→ **ASSIGNED TASK A**:
Revise the report on the proposed 5G mast in Mansfield, reproducing it from "The cabinet member" up to and including "adjacent trees mentioned.", with "pleasantly grassed" replaced by "attractively grassed".
→ **ASSIGNED TASK B**:
Carry on the report on the proposed 5G mast in Mansfield from the point at which it stops.

BEGIN SELECTED PASSAGE

The grass verge at the junction of Westdale Lane and Chester Street Mansfield where the proposed 5G mast would be based
The grass verge at the junction of Westdale Lane and Chester Street, Mansfield, where the proposed 5G mast would be erected.

Cllr Stuart Richardson (Lab), who represents the Penniment ward where the plans would be based, raised an objection during a consultation.

The cabinet member for regeneration and growth said: “The site for the proposed telecoms mast is a well-kept, pleasantly grassed area.

“The installation of a 15-metre high mast with associated cabinets will have a significant impact on the street scene, notwithstanding that it would dwarf the adjacent trees mentioned.

“This mast and cabinets would be a dominant feature, totally out of character and a have detrimental effect on the visual amenity of the area.”

Papers also reveal 76 objections have been raised by local residents, with concerns including a potential health impact on local schools.

Other concerns include visual impact, construction and maintenance traffic, the structure being a “distraction to road users” and the “impact of 5G on household appliances”.

END SELECTED PASSAGE
BEGIN MATERIAL SHOWN

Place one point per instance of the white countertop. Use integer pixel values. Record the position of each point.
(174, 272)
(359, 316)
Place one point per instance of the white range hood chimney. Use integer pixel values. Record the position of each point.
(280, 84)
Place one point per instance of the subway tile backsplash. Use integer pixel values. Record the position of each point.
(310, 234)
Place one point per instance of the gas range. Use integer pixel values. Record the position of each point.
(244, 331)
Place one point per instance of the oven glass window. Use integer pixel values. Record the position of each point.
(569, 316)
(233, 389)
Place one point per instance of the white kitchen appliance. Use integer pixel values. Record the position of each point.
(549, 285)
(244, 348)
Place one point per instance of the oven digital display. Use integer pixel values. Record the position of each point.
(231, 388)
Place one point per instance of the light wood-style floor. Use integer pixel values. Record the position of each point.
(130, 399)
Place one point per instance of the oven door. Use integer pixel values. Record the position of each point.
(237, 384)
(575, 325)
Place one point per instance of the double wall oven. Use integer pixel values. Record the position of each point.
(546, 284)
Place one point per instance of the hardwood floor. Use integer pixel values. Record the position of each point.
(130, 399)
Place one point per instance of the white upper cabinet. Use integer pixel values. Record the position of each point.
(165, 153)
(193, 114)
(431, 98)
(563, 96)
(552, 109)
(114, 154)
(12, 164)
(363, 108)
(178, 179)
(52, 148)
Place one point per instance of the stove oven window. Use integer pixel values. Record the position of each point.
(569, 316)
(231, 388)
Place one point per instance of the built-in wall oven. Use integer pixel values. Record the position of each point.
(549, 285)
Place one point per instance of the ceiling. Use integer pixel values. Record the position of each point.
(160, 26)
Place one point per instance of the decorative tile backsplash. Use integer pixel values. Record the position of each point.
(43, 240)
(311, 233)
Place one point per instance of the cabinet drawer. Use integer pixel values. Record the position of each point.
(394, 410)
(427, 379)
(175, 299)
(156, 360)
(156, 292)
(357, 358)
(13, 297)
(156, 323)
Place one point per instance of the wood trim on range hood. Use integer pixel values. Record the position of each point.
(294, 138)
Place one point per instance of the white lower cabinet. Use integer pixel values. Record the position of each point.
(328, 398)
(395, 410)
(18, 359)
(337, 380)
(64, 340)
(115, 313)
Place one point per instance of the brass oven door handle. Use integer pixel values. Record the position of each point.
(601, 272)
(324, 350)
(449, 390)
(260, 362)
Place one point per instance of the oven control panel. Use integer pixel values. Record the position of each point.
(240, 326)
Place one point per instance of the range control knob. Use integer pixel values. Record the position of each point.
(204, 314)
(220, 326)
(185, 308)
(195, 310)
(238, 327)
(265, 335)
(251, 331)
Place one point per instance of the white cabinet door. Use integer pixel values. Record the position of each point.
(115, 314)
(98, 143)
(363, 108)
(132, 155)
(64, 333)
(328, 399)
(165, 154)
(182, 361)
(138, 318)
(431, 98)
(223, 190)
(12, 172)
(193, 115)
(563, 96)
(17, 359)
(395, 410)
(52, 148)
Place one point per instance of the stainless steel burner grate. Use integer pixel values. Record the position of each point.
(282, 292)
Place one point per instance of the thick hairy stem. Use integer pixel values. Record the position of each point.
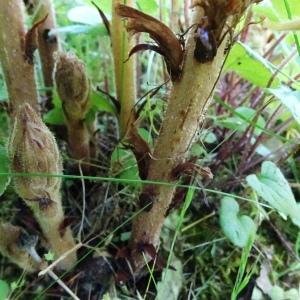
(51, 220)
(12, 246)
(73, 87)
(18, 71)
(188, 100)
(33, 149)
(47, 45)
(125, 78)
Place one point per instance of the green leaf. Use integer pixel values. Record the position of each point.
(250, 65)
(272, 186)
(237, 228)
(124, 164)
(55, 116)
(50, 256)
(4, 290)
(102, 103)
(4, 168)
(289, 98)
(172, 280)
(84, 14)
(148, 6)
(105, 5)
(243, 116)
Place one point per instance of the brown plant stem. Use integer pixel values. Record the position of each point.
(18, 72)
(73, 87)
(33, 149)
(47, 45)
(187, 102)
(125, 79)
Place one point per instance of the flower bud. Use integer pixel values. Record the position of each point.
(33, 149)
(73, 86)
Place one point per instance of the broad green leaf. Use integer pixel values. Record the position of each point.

END MATERIAL SHOWN
BEGIN MATERIAL SHOWN

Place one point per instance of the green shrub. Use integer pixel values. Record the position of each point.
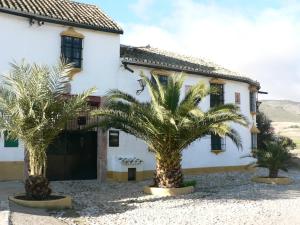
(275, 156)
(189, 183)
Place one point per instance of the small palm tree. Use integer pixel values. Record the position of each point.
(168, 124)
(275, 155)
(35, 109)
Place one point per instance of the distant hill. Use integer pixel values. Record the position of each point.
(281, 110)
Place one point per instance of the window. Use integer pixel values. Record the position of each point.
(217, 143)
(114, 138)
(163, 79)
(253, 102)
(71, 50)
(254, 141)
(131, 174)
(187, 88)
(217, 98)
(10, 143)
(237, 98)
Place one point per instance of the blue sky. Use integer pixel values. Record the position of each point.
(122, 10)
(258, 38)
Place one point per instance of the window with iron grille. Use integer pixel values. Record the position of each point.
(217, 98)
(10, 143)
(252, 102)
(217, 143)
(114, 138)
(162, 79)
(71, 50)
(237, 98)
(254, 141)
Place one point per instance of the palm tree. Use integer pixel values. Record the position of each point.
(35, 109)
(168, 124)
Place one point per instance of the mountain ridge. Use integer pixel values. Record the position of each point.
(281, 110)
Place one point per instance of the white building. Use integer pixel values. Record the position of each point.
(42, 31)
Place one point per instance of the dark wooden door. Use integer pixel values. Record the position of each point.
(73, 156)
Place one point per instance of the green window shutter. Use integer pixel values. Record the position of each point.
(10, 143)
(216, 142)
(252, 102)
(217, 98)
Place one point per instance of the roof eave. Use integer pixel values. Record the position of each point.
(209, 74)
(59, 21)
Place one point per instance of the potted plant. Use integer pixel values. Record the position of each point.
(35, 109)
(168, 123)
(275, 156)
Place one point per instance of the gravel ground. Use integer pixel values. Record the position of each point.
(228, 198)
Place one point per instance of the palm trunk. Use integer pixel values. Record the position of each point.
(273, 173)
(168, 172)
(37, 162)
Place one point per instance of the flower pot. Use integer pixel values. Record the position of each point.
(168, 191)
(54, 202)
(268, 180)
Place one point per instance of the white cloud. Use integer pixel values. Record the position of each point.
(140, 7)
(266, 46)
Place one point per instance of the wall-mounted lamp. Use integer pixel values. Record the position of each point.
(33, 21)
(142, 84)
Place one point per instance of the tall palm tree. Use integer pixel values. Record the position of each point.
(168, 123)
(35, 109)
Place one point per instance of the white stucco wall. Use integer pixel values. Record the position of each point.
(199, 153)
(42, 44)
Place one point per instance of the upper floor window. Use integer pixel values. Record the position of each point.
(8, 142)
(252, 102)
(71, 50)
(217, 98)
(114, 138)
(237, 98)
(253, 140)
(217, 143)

END MATERIAL SHOWN
BEGIN MATERIAL SHOWN

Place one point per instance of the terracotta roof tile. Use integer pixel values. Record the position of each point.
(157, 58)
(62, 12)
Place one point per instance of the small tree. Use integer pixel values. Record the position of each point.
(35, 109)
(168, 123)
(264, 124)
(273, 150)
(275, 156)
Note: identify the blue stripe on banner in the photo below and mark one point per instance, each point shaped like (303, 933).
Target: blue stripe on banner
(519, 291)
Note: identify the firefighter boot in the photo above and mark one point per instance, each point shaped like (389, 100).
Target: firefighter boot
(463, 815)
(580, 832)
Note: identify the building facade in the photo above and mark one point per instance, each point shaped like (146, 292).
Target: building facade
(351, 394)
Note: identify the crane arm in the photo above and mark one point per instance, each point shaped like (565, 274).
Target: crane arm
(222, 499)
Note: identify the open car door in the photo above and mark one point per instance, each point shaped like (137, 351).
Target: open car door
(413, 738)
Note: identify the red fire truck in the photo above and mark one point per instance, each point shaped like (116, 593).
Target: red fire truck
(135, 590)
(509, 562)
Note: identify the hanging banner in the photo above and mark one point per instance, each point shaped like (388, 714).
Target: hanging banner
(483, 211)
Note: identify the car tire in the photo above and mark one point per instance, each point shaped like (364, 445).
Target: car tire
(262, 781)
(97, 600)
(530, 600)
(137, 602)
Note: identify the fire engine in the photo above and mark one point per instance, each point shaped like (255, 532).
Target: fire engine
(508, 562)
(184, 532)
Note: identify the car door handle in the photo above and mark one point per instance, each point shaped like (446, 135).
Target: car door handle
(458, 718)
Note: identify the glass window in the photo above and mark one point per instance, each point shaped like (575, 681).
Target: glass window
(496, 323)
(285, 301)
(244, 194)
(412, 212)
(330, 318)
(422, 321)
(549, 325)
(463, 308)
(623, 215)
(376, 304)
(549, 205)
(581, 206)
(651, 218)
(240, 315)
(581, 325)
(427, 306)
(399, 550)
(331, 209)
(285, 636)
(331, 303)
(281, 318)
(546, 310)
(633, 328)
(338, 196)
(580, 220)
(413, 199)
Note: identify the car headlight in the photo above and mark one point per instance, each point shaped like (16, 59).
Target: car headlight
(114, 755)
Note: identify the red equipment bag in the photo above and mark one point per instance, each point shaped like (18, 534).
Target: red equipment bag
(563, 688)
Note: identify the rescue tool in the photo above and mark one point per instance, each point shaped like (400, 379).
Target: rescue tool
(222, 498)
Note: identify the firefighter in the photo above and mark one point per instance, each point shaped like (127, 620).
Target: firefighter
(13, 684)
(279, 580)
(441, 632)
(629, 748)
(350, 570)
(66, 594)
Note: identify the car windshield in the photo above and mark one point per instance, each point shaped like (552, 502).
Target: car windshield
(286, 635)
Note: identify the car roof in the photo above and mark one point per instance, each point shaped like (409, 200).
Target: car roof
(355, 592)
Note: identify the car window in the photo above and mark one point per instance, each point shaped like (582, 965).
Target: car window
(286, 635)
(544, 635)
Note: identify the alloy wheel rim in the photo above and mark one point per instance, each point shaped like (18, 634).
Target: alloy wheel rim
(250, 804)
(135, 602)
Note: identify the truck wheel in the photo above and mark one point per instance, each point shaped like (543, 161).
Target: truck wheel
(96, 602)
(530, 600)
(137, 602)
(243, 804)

END MATERIAL SHOWN

→ **WRITTEN RESPONSE A**:
The cabinet member for regeneration and growth said: “The site for the proposed telecoms mast is a well-kept, attractively grassed area.

“The installation of a 15-metre high mast with associated cabinets will have a significant impact on the street scene, notwithstanding that it would dwarf the adjacent trees mentioned.

→ **WRITTEN RESPONSE B**:
And a five-page petition with more than 150 signatures has been sent to the council raising similar concerns, as well as potential “health alarm, anxiety and stress”.

However, in papers, the applicant sought to address potential health concerns associated with 5G and said it is “just as safe as 4G [and] 3G”.

It said: “Some people have expressed concern a large number of 5G cells may increase a person’s exposure to radio waves.

“However, that is not the way cellular mobile networks work. Every time a new mast or small cell is added, the distance the signal has to travel reduces.

“Therefore, from the laws of physics, the power needed at the smartphone and base station for a reliable connection is much less.”

It added: “Small 5G base stations … will reduce radio wave exposure to individual smartphone users and improve local G5 capacity for all manner of useful bandwidth-hungry applications.

“A good 5G fibre base local broadband infrastructure will be important to local communities over the coming decades.”

But the authority’s planning department has recommended refusal for the plans despite admitting they do offer “economic and social benefits”.

In papers, the council said: “The 15m high monopole would materially harm the visual amenity of the locality by virtue of its excessive height, inappropriate siting and unsympathetic design.

“It would form an overly dominant feature in the street scene that would result in harm to the character and appearance of the area.”

The UK Health Security Agency monitors evidence relating to 5G mast technology and health.

Its advice on the network says: “It is possible that there may be a small increase in overall exposure to radio waves when 5G is added to an existing network or in a new area.

“However, the overall exposure is expected to remain low relative to guidelines and, as such, there should be no consequences for public health.”